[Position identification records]

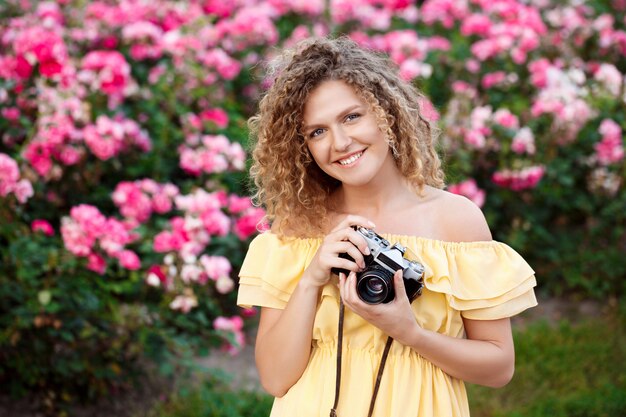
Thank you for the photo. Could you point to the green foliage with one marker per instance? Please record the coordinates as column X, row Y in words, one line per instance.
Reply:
column 215, row 399
column 562, row 370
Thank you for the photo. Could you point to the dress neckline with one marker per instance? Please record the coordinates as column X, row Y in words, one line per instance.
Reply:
column 400, row 238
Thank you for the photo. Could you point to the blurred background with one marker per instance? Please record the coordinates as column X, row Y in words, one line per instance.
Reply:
column 124, row 199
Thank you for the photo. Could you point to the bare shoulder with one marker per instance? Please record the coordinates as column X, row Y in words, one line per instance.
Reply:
column 460, row 219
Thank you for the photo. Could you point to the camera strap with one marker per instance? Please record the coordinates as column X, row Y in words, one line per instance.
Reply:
column 381, row 366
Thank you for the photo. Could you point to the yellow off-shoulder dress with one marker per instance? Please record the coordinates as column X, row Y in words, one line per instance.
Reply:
column 477, row 280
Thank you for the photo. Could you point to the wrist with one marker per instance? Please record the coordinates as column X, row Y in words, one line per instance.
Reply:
column 413, row 337
column 308, row 283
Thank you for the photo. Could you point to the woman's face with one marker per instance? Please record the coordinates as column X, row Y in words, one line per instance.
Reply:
column 343, row 136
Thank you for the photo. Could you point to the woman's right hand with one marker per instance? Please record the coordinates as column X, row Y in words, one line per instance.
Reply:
column 342, row 239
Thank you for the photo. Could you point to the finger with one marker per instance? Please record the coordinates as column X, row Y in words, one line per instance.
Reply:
column 351, row 287
column 354, row 220
column 334, row 252
column 398, row 284
column 359, row 241
column 347, row 234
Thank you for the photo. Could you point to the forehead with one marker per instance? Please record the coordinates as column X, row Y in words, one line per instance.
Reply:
column 328, row 100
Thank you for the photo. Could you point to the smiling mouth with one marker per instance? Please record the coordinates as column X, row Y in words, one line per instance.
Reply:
column 352, row 159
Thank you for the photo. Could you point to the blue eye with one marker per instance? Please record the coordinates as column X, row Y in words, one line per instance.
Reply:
column 316, row 133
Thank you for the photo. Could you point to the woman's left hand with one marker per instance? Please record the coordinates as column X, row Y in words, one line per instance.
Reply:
column 395, row 318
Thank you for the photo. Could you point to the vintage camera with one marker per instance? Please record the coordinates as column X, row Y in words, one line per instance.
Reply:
column 375, row 282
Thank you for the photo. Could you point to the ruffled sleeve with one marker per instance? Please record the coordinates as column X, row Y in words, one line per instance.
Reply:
column 482, row 280
column 271, row 270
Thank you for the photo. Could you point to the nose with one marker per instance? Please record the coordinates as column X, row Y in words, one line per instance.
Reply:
column 341, row 139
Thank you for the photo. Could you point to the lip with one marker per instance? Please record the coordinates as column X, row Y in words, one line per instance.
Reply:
column 361, row 151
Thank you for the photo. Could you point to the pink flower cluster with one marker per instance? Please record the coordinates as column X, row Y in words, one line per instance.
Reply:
column 469, row 189
column 57, row 139
column 562, row 94
column 520, row 179
column 144, row 39
column 184, row 302
column 611, row 148
column 107, row 138
column 373, row 14
column 205, row 217
column 137, row 200
column 523, row 142
column 42, row 47
column 504, row 27
column 42, row 226
column 214, row 154
column 232, row 325
column 107, row 71
column 406, row 49
column 248, row 27
column 88, row 233
column 10, row 182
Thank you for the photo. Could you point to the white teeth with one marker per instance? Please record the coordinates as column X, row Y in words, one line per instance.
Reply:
column 350, row 160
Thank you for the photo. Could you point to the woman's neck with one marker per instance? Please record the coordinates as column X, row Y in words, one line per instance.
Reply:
column 372, row 200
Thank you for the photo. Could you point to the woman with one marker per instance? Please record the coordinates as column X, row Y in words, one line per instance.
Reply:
column 340, row 142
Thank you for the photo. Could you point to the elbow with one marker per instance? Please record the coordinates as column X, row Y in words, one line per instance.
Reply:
column 502, row 378
column 274, row 389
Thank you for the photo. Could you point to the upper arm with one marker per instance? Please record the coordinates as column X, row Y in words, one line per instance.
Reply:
column 464, row 221
column 496, row 331
column 268, row 318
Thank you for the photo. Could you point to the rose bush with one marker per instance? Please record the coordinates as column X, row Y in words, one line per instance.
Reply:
column 123, row 208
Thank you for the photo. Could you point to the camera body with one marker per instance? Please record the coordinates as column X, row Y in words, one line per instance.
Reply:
column 375, row 282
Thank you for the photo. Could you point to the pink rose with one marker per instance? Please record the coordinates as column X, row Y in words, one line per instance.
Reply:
column 43, row 226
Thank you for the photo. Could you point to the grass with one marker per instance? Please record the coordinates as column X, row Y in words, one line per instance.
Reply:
column 563, row 369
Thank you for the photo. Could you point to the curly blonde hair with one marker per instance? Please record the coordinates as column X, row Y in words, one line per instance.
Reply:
column 289, row 184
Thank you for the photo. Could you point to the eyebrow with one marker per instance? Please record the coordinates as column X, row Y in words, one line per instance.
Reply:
column 342, row 114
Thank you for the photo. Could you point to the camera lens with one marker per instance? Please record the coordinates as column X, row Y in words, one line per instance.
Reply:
column 375, row 285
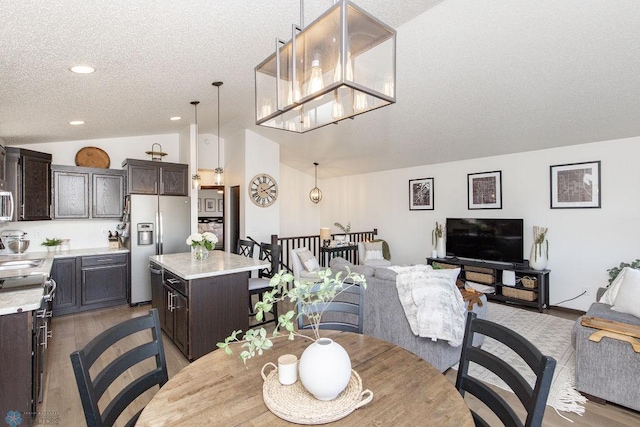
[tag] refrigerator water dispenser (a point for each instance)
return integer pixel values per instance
(145, 233)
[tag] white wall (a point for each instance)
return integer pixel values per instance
(584, 243)
(299, 216)
(261, 156)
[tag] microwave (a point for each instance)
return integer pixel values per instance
(6, 206)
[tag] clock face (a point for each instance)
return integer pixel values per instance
(263, 190)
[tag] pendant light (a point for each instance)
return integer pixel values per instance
(219, 171)
(195, 178)
(346, 52)
(315, 194)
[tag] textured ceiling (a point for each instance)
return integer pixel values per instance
(474, 78)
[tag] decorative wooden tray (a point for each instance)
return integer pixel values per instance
(295, 404)
(93, 157)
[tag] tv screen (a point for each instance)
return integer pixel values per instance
(484, 239)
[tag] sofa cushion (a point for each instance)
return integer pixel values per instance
(628, 298)
(609, 297)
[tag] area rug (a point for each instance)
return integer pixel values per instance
(552, 336)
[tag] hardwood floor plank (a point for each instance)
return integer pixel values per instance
(72, 332)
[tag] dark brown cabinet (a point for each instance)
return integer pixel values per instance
(148, 177)
(87, 192)
(64, 273)
(90, 282)
(28, 176)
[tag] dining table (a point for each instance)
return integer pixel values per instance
(219, 389)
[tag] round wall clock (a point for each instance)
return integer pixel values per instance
(263, 190)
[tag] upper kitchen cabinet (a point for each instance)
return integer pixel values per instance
(80, 192)
(28, 176)
(149, 177)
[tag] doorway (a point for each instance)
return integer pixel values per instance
(211, 212)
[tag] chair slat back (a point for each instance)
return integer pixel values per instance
(532, 398)
(92, 389)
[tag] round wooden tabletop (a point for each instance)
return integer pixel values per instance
(218, 389)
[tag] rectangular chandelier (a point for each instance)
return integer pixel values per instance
(341, 65)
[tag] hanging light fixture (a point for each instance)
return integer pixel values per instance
(195, 178)
(219, 171)
(346, 51)
(315, 194)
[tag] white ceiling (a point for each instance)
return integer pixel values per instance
(475, 78)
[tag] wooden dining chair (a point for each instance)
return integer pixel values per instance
(259, 285)
(92, 388)
(533, 398)
(344, 314)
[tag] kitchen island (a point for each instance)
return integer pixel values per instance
(201, 302)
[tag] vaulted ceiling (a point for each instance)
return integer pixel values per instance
(474, 78)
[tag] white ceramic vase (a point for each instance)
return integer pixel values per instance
(200, 253)
(325, 369)
(539, 256)
(440, 248)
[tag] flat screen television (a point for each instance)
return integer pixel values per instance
(498, 240)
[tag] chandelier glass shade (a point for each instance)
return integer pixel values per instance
(315, 194)
(343, 64)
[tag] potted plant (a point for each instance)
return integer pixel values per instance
(323, 356)
(540, 250)
(52, 244)
(437, 239)
(202, 243)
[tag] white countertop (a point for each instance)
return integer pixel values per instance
(29, 299)
(218, 263)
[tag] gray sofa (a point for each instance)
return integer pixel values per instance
(610, 369)
(384, 317)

| Your goal |
From the line containing "[tag] white ceiling" to the last line of the material, please quote every line exactly and only those.

| Answer for the task |
[tag] white ceiling (a point for each instance)
return integer pixel values per instance
(475, 78)
[tag] wooden dining chair (a point for each instance)
return integer pixel values per instance
(259, 285)
(92, 388)
(533, 398)
(344, 314)
[tag] kitchen island (a point for each instance)
return integer pixel values per instance
(201, 302)
[tag] vaulted ceiling (a point for each instance)
return integer pixel values per instance
(474, 78)
[tag] white ceramic vase (a point for each instance)
return integer pixel values per instance
(200, 253)
(325, 369)
(539, 256)
(440, 248)
[tag] flat screen television (a point for each instance)
return integer pixel values per instance
(498, 240)
[tag] chandelier glass shade (a point for each instance)
return integer pixel values per instance
(315, 194)
(343, 64)
[tag] potted plant (a point for each instance)
return integer pixel values per instance
(323, 356)
(540, 250)
(52, 244)
(437, 239)
(202, 243)
[tag] white countertop (a point for each instance)
return integer pixel values per instance
(29, 299)
(218, 263)
[tag] gray sofa (a point for each instance)
return integer pixel values per instance
(610, 369)
(384, 317)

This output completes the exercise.